## WHAT THE EXERCISE ASKS
Count the lines in the records below that contain the string "Target", with matching case. Give only the number.

## SOURCE RECORDS

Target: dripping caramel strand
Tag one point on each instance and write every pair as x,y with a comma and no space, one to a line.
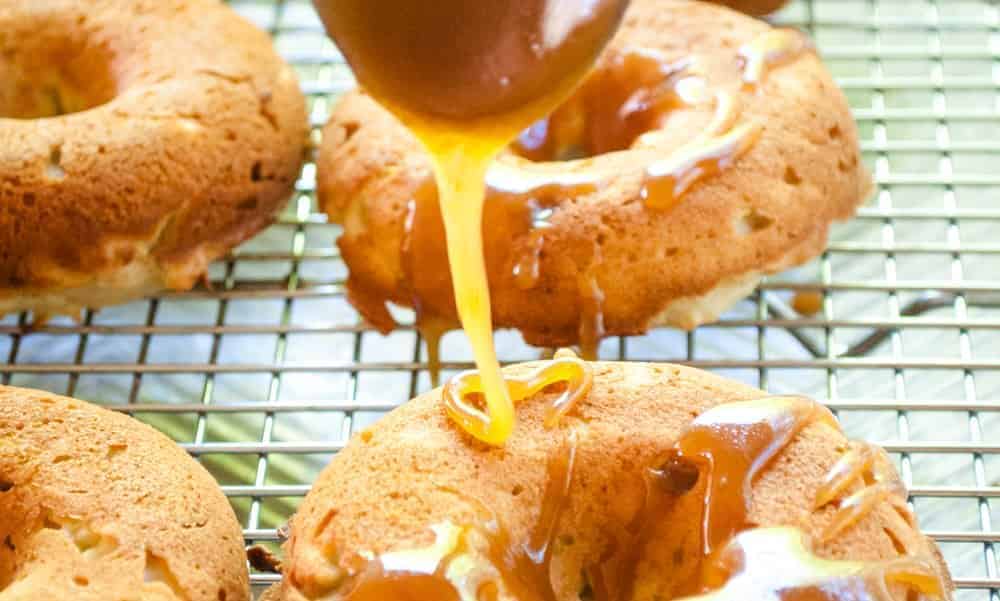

---

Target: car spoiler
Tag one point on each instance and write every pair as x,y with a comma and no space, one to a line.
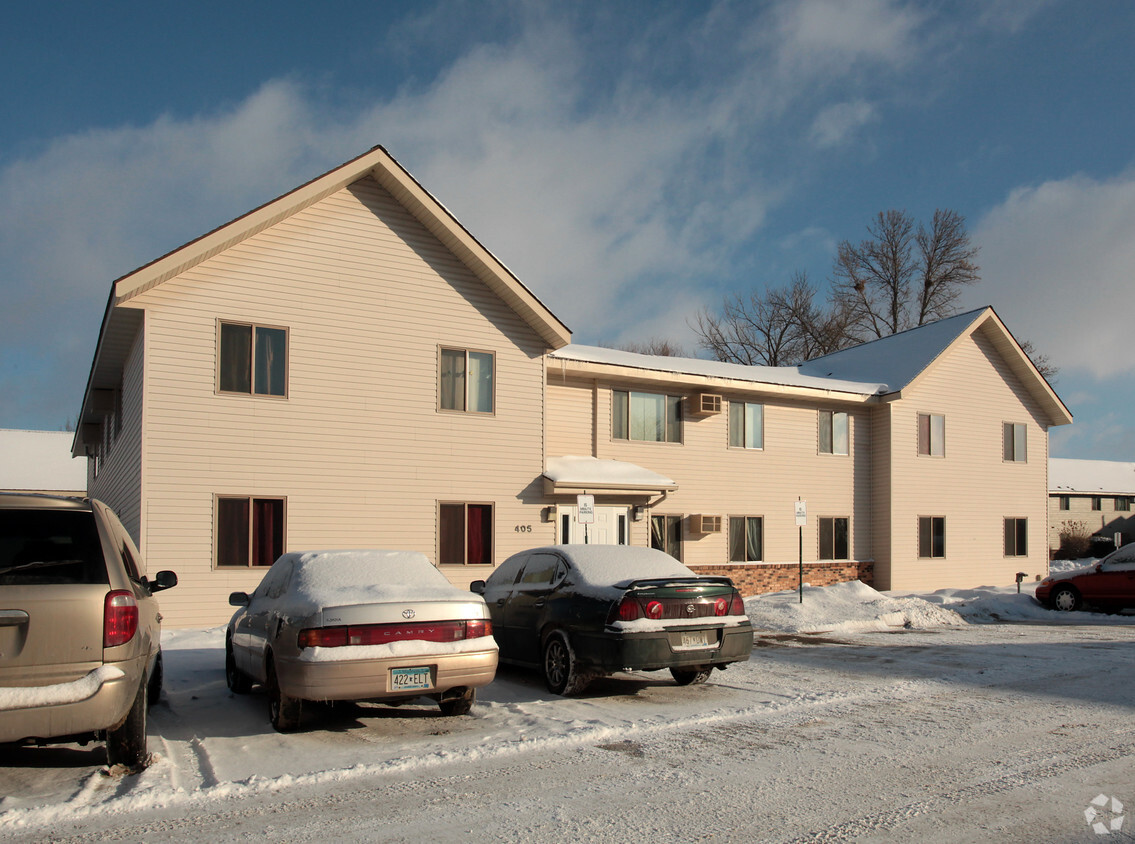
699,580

--

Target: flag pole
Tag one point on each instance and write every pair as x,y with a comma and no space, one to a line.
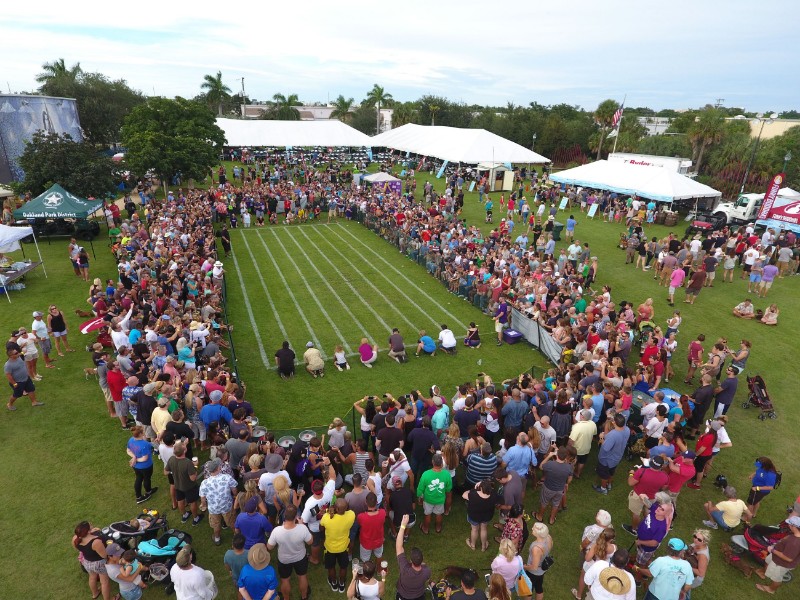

## RESULT OF THIS TASK
3